■ TAREFA BREVE
Mostre cada linha do material em que aparece a palavra "label".

[Material extraído de uma coleção]
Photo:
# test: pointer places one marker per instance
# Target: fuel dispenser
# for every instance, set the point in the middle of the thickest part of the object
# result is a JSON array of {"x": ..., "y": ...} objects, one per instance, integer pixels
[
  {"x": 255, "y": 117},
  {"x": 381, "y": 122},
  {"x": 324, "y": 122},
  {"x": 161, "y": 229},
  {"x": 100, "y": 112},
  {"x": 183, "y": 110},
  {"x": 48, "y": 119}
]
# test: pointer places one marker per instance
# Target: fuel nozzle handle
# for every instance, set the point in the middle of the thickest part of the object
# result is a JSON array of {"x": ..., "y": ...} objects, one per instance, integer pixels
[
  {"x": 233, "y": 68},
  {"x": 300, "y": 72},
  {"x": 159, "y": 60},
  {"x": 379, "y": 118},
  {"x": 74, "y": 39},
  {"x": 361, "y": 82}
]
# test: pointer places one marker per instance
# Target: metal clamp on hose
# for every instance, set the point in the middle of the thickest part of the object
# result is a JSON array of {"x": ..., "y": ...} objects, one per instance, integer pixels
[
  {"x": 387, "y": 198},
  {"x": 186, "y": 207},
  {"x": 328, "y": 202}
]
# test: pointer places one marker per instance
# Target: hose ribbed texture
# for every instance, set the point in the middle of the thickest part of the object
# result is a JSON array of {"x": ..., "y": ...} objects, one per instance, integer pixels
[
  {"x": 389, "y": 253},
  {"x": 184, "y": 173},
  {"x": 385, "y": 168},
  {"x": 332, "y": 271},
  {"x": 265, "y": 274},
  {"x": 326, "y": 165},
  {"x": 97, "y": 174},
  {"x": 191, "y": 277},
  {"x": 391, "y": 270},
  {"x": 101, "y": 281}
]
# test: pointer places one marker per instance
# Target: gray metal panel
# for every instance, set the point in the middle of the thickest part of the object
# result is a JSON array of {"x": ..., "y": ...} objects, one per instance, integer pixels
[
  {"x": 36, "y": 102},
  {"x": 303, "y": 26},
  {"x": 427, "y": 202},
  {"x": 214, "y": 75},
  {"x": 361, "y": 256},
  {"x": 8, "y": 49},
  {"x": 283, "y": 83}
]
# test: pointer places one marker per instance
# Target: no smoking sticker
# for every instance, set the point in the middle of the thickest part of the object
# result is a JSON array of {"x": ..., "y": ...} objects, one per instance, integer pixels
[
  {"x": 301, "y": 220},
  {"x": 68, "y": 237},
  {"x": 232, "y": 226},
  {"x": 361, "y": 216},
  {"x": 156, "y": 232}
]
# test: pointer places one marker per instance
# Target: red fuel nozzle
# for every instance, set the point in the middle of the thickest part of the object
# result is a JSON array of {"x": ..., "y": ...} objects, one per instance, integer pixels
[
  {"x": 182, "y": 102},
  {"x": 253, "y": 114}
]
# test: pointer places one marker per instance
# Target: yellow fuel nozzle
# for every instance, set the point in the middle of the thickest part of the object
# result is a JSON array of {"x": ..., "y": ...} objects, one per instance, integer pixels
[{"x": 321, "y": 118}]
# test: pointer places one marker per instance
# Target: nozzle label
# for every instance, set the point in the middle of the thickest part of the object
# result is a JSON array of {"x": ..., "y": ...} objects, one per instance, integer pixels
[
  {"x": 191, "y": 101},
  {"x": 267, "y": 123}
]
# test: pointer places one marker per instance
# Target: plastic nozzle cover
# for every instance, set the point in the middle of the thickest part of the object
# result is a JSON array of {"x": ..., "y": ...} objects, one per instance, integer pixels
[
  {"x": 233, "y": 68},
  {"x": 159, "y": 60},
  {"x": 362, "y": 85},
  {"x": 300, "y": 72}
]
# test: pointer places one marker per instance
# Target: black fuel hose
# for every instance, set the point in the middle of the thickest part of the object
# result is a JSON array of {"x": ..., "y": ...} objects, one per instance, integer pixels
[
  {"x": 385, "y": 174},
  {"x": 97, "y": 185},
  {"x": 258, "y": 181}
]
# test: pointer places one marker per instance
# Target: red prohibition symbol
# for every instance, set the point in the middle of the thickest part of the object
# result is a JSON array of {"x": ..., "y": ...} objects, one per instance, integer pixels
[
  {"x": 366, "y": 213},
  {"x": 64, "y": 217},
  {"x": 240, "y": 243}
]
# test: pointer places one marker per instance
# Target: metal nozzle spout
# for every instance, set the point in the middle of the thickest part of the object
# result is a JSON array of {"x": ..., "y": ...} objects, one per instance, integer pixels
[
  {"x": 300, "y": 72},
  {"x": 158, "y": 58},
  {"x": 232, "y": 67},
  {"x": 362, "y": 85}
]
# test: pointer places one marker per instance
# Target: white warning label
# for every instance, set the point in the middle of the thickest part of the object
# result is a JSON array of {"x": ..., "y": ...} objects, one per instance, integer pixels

■ SOLUÇÃO ESCRITA
# Target: nozzle label
# Target: white warning label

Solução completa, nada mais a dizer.